> [练习材料]
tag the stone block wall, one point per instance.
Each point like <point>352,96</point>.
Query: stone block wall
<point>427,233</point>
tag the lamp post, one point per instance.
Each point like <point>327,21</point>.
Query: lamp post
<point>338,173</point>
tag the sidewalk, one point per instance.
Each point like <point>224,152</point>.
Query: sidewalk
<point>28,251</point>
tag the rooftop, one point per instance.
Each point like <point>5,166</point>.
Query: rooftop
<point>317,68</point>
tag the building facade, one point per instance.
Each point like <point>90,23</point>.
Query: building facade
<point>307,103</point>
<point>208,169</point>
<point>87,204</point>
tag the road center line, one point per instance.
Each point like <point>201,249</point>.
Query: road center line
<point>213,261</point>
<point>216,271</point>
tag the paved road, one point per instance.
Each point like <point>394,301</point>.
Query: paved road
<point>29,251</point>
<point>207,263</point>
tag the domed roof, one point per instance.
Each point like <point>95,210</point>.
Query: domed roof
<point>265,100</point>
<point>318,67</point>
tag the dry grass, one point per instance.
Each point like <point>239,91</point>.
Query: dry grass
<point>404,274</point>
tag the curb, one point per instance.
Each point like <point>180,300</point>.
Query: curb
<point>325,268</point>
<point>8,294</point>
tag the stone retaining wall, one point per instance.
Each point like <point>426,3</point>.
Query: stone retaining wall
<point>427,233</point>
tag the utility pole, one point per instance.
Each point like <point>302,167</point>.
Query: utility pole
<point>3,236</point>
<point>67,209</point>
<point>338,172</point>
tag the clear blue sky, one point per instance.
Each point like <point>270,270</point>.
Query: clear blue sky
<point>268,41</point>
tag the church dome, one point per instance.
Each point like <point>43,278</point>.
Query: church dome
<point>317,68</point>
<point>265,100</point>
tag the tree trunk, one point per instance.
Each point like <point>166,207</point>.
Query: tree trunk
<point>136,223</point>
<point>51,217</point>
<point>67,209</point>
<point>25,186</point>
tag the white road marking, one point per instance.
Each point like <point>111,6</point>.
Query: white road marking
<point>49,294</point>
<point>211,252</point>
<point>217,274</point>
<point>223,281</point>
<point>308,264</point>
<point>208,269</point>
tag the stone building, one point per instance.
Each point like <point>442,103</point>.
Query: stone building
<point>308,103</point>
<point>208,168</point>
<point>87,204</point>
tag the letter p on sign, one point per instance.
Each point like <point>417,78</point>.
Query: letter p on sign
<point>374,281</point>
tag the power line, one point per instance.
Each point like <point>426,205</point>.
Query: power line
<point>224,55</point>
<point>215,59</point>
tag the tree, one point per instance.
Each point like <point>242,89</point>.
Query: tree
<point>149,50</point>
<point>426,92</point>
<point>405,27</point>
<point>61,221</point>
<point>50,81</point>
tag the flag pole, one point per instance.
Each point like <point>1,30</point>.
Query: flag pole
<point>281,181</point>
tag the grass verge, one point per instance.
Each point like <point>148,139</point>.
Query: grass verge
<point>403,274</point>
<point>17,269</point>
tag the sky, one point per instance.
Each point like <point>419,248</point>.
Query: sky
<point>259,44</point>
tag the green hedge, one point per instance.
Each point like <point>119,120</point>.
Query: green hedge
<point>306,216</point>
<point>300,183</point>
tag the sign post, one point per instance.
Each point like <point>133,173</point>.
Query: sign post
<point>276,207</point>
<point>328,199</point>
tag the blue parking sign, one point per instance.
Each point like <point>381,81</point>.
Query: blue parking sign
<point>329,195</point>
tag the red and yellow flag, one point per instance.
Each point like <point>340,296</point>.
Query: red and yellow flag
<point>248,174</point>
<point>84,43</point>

> [目标说明] 将以上材料全部转换为一个JSON字符串列表，每行对应一个字符串，空行不计。

> [练习结果]
[
  "tag the stone block wall, one point per instance.",
  "Each point like <point>352,96</point>.",
  "Query: stone block wall",
  "<point>427,233</point>",
  "tag the lamp post, one point per instance.",
  "Each point like <point>327,21</point>.",
  "Query: lamp post",
  "<point>338,173</point>",
  "tag the sidewalk, one point per instance.",
  "Each point like <point>224,152</point>.",
  "Query: sidewalk",
  "<point>28,251</point>",
  "tag the rooftop, one point per instance.",
  "Each point like <point>5,166</point>.",
  "Query: rooftop",
  "<point>317,68</point>",
  "tag the building facade, one point per instance.",
  "Each point like <point>90,23</point>.",
  "Query: building facade",
  "<point>307,103</point>",
  "<point>208,169</point>",
  "<point>87,204</point>",
  "tag the road center line, one point per instance.",
  "Each point like <point>201,249</point>.",
  "Query: road center line",
  "<point>213,261</point>",
  "<point>216,271</point>",
  "tag the paved road, one point per instance.",
  "Each point like <point>394,301</point>.",
  "Query: paved road",
  "<point>29,251</point>",
  "<point>207,263</point>",
  "tag the domed roof, one point per instance.",
  "Each point like <point>95,210</point>.",
  "Query: domed roof",
  "<point>265,100</point>",
  "<point>318,67</point>",
  "tag the dry grass, one point per instance.",
  "Each point like <point>239,91</point>.",
  "Query: dry grass",
  "<point>404,274</point>",
  "tag the curb, one point per instance.",
  "Each point like <point>180,300</point>.",
  "Query: curb",
  "<point>325,268</point>",
  "<point>8,294</point>",
  "tag the stone retaining wall, one point per instance.",
  "Each point like <point>426,3</point>.",
  "Query: stone retaining wall",
  "<point>427,233</point>",
  "tag the utility pole, one point per instance.",
  "Each point like <point>302,167</point>.",
  "Query: utility pole",
  "<point>3,236</point>",
  "<point>67,209</point>",
  "<point>338,172</point>",
  "tag the clear blue sky, one point per instance.",
  "Each point like <point>270,270</point>.",
  "Query: clear blue sky",
  "<point>268,41</point>",
  "tag the church dome, one point per instance.",
  "Each point like <point>43,278</point>.",
  "Query: church dome",
  "<point>317,68</point>",
  "<point>265,100</point>",
  "tag the tree trunk, one point per instance.",
  "Each point like <point>166,207</point>.",
  "Query: tree trunk",
  "<point>136,223</point>",
  "<point>51,217</point>",
  "<point>67,209</point>",
  "<point>25,186</point>",
  "tag the white road marking, one point per instance.",
  "Each point like <point>111,6</point>.",
  "Query: white road marking",
  "<point>49,294</point>",
  "<point>211,252</point>",
  "<point>217,274</point>",
  "<point>223,281</point>",
  "<point>308,264</point>",
  "<point>208,269</point>",
  "tag the stone building, one point per instance.",
  "Each point like <point>442,103</point>.",
  "Query: stone building",
  "<point>308,103</point>",
  "<point>208,168</point>",
  "<point>87,204</point>",
  "tag the letter p on sign, one point per instance.",
  "Each point like <point>417,78</point>.",
  "Query: letter p on sign",
  "<point>374,281</point>",
  "tag the power line, one point per instance.",
  "Each point like <point>426,205</point>.",
  "Query: power line",
  "<point>224,55</point>",
  "<point>215,59</point>",
  "tag the tree, one point per instance.",
  "Each point like <point>242,89</point>.",
  "Query: tree",
  "<point>149,50</point>",
  "<point>426,92</point>",
  "<point>405,27</point>",
  "<point>61,221</point>",
  "<point>50,81</point>",
  "tag the flag pole, one point per instance.",
  "Each point like <point>1,30</point>.",
  "Query: flag pole",
  "<point>281,181</point>",
  "tag the grass verge, one point per instance.",
  "Each point like <point>148,139</point>.",
  "Query: grass verge",
  "<point>403,274</point>",
  "<point>17,269</point>",
  "tag the sky, one point per instance.",
  "Each point like <point>419,248</point>.",
  "Query: sky",
  "<point>259,44</point>",
  "tag the green hedge, one point per instance.",
  "Each point like <point>119,120</point>.",
  "Query: green hedge",
  "<point>306,216</point>",
  "<point>300,183</point>",
  "tag the sign post, one point per instance.",
  "Each point like <point>133,173</point>.",
  "Query: sign post",
  "<point>276,207</point>",
  "<point>328,199</point>",
  "tag the blue parking sign, one point per instance.",
  "Each point like <point>381,81</point>.",
  "Query: blue parking sign",
  "<point>329,195</point>",
  "tag the red and yellow flag, one point per instance.",
  "Each point like <point>340,296</point>.",
  "Query: red and yellow flag",
  "<point>248,174</point>",
  "<point>84,43</point>"
]